→ **Passage given**
_ _ _ _ _

Earlier this month, Maryland Governor Robert Ehrlich (R) signed legislation that will establish accurate and honest comparisons of graduation rates from high school to high school and district to district. The new law supports the intent of the National Governors Association (NGA) Compact on Graduation Rates, now signed by all state governors, in which governors agreed to begin improving state data collection and implementing a standard 4-year adjusted cohort graduation rate.

The NGA Compact was necessary because the U.S. Department of Education had permitted considerable latitude in the way graduation rate data is reported under the requirements of the No Child Left Behind Act. As a result, many states had taken advantage of that flexibility to mask the severity of their problems when reporting high school graduation rates to parents, residents, and the nation.

_ _ _ _ _

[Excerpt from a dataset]
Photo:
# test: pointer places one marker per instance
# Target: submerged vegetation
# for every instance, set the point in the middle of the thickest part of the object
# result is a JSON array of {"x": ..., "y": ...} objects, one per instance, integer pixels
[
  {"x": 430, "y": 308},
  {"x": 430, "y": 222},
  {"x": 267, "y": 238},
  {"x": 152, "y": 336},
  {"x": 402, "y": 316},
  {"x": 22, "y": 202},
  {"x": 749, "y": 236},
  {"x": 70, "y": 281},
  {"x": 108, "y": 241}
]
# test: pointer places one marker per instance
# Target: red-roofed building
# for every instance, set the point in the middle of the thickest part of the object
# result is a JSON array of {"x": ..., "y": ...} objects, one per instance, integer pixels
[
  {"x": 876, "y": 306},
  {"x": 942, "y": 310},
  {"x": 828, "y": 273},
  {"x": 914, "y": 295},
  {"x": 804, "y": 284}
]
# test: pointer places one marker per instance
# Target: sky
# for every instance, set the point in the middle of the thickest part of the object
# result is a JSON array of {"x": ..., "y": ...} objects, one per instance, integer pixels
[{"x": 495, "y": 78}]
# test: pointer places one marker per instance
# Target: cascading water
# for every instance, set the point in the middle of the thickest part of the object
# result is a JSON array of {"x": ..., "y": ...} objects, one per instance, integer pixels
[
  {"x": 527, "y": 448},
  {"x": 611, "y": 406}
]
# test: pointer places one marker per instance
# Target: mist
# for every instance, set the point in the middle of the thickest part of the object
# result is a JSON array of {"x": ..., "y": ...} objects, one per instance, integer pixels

_ _ _ _ _

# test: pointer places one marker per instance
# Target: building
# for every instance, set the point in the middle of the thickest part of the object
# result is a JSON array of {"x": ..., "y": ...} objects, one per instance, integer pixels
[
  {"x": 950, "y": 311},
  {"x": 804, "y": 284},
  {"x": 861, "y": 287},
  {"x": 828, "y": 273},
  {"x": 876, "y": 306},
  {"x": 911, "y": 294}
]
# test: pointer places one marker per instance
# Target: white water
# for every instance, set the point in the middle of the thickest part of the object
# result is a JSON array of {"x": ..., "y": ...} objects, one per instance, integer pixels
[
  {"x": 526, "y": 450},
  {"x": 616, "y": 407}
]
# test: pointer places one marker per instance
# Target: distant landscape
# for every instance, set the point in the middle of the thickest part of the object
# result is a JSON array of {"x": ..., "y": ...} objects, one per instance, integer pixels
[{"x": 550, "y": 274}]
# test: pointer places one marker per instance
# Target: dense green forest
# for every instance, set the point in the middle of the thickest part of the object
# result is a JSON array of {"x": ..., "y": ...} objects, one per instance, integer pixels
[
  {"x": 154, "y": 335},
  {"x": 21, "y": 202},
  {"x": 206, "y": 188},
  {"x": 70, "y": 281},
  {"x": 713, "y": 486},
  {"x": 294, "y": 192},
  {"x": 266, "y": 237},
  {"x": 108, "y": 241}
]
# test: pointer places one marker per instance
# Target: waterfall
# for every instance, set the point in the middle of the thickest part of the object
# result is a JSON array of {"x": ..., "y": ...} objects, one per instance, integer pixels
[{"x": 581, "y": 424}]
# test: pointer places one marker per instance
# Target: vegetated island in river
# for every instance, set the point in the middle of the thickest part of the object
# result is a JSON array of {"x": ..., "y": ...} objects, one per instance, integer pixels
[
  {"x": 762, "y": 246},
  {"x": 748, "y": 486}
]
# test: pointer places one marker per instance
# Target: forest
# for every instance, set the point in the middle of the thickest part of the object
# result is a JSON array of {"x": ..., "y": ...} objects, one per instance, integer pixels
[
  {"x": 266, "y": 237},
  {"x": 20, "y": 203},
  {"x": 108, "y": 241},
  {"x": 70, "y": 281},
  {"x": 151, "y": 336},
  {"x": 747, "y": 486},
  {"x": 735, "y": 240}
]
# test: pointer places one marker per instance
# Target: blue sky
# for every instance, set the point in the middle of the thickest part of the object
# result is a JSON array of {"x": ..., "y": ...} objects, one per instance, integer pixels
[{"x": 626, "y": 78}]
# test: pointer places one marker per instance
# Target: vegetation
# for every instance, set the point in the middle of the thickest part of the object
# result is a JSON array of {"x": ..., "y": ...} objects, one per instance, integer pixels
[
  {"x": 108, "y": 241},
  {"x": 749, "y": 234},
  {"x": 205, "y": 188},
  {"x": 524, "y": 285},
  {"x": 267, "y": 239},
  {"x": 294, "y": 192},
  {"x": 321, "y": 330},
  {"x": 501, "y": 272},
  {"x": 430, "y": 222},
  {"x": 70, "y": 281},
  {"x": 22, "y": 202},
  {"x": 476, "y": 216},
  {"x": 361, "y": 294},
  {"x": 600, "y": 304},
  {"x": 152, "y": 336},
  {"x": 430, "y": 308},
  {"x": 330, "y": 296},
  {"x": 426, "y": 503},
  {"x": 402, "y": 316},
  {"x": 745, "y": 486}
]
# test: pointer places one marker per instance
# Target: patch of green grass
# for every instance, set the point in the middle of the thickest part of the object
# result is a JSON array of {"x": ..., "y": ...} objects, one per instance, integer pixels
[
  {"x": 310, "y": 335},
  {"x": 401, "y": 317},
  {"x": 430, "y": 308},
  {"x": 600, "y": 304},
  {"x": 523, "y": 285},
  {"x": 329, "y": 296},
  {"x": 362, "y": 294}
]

_ _ _ _ _

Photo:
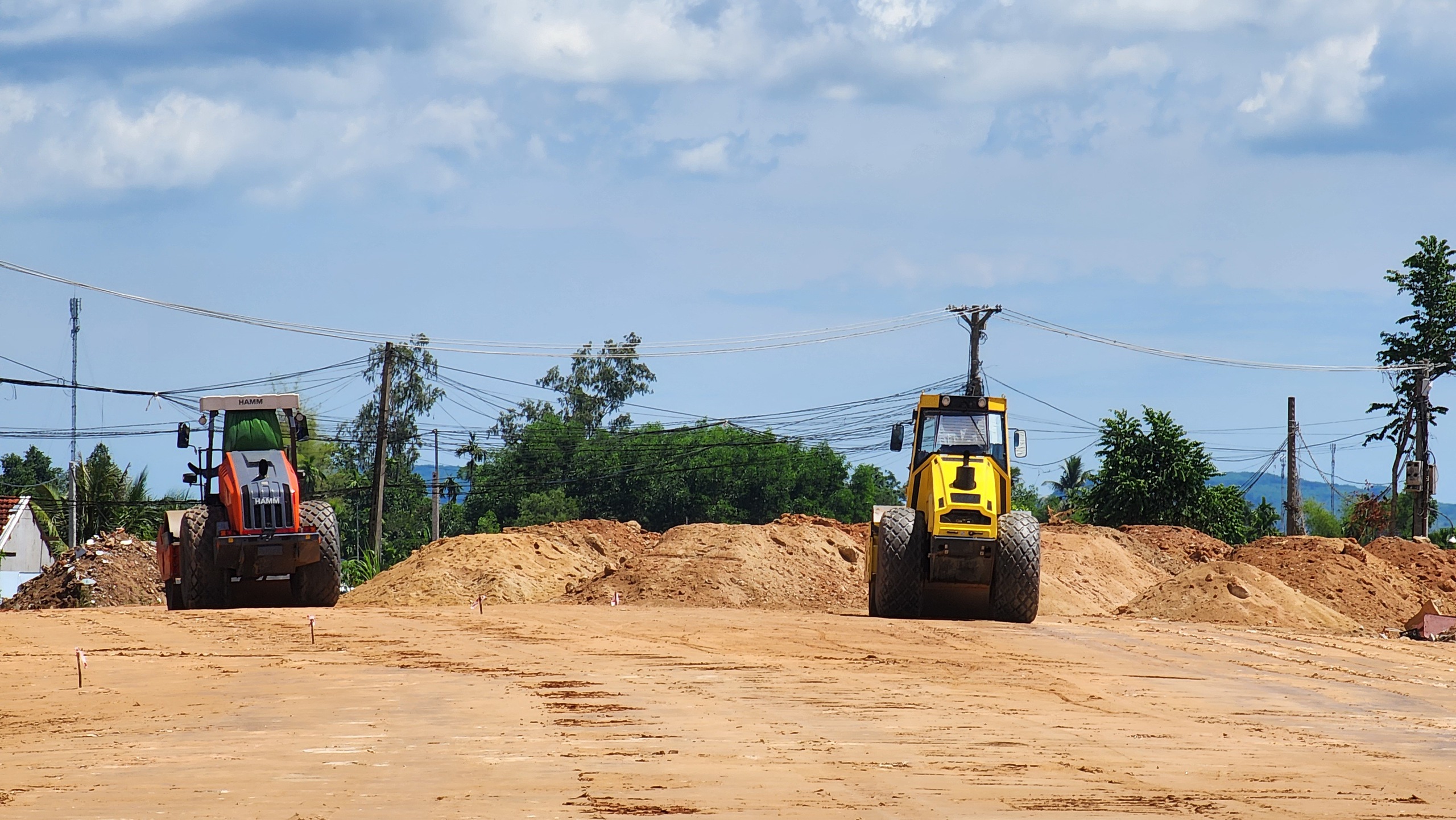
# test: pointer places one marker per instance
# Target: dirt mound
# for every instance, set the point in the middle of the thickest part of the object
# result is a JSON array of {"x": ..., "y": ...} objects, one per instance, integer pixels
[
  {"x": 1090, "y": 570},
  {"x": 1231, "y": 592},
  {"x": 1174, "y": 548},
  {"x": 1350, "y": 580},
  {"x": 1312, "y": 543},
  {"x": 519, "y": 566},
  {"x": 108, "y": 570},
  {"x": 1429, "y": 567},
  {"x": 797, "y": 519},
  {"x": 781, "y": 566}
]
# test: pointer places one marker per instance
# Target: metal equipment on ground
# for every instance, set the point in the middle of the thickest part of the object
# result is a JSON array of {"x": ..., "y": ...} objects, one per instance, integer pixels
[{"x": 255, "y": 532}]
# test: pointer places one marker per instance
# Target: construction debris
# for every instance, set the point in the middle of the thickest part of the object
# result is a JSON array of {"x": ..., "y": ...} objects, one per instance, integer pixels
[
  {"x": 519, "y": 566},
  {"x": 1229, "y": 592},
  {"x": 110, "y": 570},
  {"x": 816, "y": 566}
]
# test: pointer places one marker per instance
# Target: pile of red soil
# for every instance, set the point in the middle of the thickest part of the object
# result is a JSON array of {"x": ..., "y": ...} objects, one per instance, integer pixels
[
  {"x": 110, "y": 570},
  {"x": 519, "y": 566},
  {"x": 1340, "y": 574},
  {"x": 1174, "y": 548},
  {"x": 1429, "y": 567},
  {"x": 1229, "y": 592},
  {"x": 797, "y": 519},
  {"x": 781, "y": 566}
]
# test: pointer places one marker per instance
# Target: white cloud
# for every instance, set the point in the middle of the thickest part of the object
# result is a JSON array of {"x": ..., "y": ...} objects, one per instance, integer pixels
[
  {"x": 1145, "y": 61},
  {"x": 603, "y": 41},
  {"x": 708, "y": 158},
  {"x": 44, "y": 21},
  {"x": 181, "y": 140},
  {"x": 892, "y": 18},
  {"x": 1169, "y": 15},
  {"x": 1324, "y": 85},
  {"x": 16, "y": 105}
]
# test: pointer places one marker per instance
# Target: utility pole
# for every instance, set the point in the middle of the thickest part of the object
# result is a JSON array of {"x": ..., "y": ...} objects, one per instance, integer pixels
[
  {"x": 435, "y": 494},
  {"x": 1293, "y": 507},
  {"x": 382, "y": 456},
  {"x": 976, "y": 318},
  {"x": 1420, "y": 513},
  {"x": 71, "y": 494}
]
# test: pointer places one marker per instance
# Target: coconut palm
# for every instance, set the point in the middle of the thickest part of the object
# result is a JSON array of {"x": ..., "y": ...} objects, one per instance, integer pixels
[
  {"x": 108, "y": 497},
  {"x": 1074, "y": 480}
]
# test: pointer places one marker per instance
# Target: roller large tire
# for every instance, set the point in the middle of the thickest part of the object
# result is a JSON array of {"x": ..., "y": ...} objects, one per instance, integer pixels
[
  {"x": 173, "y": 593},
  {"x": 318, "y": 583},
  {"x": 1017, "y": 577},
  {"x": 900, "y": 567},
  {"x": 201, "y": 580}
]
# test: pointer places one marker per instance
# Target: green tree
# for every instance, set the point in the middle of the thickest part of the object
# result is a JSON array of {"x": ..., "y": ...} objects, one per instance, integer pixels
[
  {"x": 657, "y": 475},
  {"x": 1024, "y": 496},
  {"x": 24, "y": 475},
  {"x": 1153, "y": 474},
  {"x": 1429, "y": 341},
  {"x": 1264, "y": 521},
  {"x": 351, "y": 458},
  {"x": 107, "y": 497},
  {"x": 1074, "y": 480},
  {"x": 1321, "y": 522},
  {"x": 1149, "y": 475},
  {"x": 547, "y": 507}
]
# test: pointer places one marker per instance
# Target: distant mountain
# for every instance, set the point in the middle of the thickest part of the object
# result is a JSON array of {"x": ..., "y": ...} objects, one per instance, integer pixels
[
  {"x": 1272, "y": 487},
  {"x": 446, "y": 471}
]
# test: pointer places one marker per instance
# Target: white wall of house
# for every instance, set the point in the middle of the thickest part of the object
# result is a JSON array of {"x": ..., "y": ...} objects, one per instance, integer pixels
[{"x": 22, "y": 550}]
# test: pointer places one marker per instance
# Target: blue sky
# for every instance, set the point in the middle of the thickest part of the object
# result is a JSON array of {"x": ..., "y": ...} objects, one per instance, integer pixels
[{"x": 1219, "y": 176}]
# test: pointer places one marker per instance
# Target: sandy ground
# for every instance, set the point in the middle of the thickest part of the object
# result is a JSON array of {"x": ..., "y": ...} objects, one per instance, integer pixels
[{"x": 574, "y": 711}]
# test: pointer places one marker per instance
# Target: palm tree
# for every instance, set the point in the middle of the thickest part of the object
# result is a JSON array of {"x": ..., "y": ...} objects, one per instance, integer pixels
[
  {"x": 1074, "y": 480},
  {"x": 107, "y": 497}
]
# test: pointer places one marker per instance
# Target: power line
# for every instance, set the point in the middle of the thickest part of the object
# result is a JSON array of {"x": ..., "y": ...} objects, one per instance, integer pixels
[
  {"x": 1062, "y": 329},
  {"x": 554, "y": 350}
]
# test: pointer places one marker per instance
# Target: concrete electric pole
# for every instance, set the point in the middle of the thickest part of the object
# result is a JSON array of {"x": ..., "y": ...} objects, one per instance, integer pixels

_ _ _ _ _

→ **Your tasks**
A. According to the passage on graduation rates, what type of graduation rate did governors agree to implement under the NGA Compact?
B. Write the next few sentences of the passage about graduation rate reporting, picking up right after its final sentence.
These records were drawn from a different source than the passage.

→ **Solved problems**
A. A standard 4-year adjusted cohort graduation rate.

B.
However, as Bob Wise, president of the Alliance for Excellent Education and former governor of West Virginia, noted in his testimony before the Maryland House of Delegates’ Ways and Means Committee, signing the compact was not the end of the hard work. “As a former governor, I realize that the compact is neither a binding agreement nor a self-executing document,” Wise said. “On its face, the compact is simply an agreement between a governor and his colleagues. Without an act by the legislature to codify this commitment, there is no legal obligation for its terms to be honored this year or in future years.”

The legislation was originally introduced by Maryland Delegate Ana Sol Gutierrez (D) and Maryland Senator Gwendolyn Britt (D). It was developed in collaboration with the Harvard Civil Rights Project and further refined by the Alliance for Excellent Education, the Education Trust, and other NGA task force participants.

The Maryland initiative was backed by the National Hispanic Caucus of State Legislators and the National Black Caucus of State Legislators. Working with other interested parties, these two caucuses have also developed model legislation that can be introduced in state legislatures across the country, allowing others to follow Maryland’s exemplary lead on this issue.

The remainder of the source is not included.